═════ RAW DATA

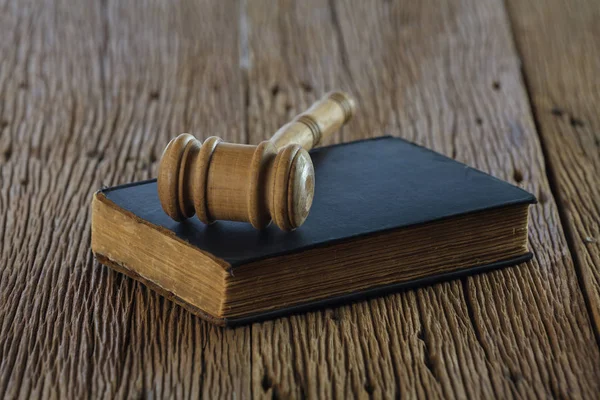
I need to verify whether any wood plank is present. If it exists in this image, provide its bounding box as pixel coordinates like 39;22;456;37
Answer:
507;0;600;343
0;0;251;398
247;0;600;398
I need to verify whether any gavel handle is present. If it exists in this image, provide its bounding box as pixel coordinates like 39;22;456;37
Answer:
271;92;356;150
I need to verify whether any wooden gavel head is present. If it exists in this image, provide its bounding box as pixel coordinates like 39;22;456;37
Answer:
158;92;356;231
158;134;315;231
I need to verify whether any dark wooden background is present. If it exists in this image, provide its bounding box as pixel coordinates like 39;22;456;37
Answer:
0;0;600;399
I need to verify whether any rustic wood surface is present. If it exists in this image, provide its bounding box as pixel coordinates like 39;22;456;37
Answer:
508;0;600;343
0;0;600;398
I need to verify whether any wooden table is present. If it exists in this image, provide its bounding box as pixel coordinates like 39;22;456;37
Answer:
0;0;600;398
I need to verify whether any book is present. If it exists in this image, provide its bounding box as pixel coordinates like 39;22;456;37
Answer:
92;136;536;326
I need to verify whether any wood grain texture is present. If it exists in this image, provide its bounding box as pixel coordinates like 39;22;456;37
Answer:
0;0;600;398
0;0;251;398
248;1;600;398
507;0;600;343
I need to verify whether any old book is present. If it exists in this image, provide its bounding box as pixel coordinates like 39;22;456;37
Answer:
92;137;535;325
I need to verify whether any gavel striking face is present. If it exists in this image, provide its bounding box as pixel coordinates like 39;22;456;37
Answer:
158;92;355;231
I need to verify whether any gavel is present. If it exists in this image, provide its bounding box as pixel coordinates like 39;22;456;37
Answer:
158;92;356;231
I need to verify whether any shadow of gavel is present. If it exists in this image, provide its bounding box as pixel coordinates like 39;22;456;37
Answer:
158;92;356;231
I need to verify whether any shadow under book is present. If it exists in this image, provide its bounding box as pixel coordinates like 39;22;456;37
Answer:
92;137;536;325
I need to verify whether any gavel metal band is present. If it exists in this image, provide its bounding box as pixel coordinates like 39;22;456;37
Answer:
158;92;355;231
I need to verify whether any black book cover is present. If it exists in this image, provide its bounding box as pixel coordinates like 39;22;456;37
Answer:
96;136;536;325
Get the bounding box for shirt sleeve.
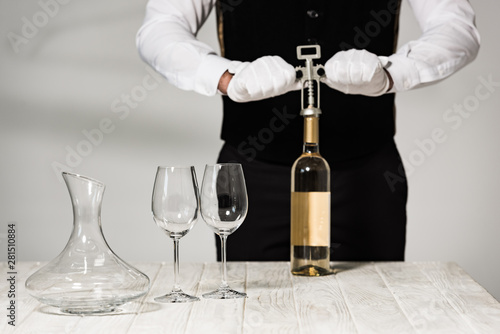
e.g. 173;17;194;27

══════════

> **THE REQUEST**:
Convert the material above into a JSON list of strings, one string per line with blank lines omitted, and leave the pictures out.

> **CORRECT ANSWER**:
[
  "I need to verify whether any wood plank is present. If it exists in this image, provide its bounding box as pixel coordinates like 39;22;456;37",
  "Answer:",
  "507;0;600;343",
  "0;0;251;398",
  "247;0;600;398",
  "I need to verify whether any gavel handle is present. If it exists in this image, provide its bounding box as pixel coordinates like 39;22;456;37",
  "Answer:",
  "271;92;356;150",
  "I need to verify whether any wooden gavel head is present. If it exists in this image, provide its bounding box as pixel coordinates like 39;22;456;37",
  "Answer:",
  "158;92;356;231",
  "158;134;315;231",
  "I need to verify whether any dark wooden background is present. If it exists in this image, provide its bounding box as pixel coordinates like 39;22;456;37",
  "Answer:",
  "0;0;600;399",
  "I need to verify whether any rustic wood surface is present. If it exists in this image, provide its bounding box as pixel coordinates like 39;22;456;37",
  "Answer:",
  "508;0;600;343",
  "0;0;600;398",
  "I need to verify whether any wooden table is present. If it exists in this image, provide its bounding box as pixel coordinates like 39;22;456;37",
  "Answer:",
  "0;0;600;398",
  "I need to verify whether any book is present. If it exists in this image, provide its bounding box as pixel coordinates like 39;22;456;37",
  "Answer:",
  "92;136;536;326",
  "I need to verify whether any wood grain texture is present. If it exists in this image, provide its bounding box as pixel coordinates like 39;22;456;37",
  "Answer:",
  "0;0;600;398",
  "0;0;251;398",
  "248;1;600;398",
  "507;0;600;343",
  "I need to verify whether any old book is present. If it exists in this image, provide its bounding box as pixel coordinates like 39;22;456;37",
  "Answer:",
  "92;137;535;325",
  "I need to verify whether any gavel striking face is present. If it exists in this image, provide its bounding box as pixel coordinates like 39;22;456;37",
  "Answer:",
  "158;92;355;231",
  "I need to verify whether any gavel is present. If it exists in this image, provide its bounding box as pixel coordinates like 39;22;456;37",
  "Answer:",
  "158;92;356;231",
  "I need to verify whether any shadow of gavel is present. If it exists in this image, provide its bounding box as pixel coordinates like 39;22;456;37",
  "Answer:",
  "158;92;356;231",
  "I need to verify whether any shadow under book is present. If it exists in this image, provide its bounding box as pixel coordinates like 39;22;456;37",
  "Answer:",
  "92;137;536;325",
  "I need to verify whether any gavel metal band is present. If it exists in this image, provide its bounding box as pixel coordinates like 39;22;456;37",
  "Answer:",
  "158;92;355;231",
  "I need to verify whether any black book cover is present. If it exists in this image, provide its bounding box as pixel coordinates like 39;22;456;37",
  "Answer:",
  "96;136;536;325",
  "Get the bounding box for shirt sleeve.",
  "e.g. 173;17;194;27"
]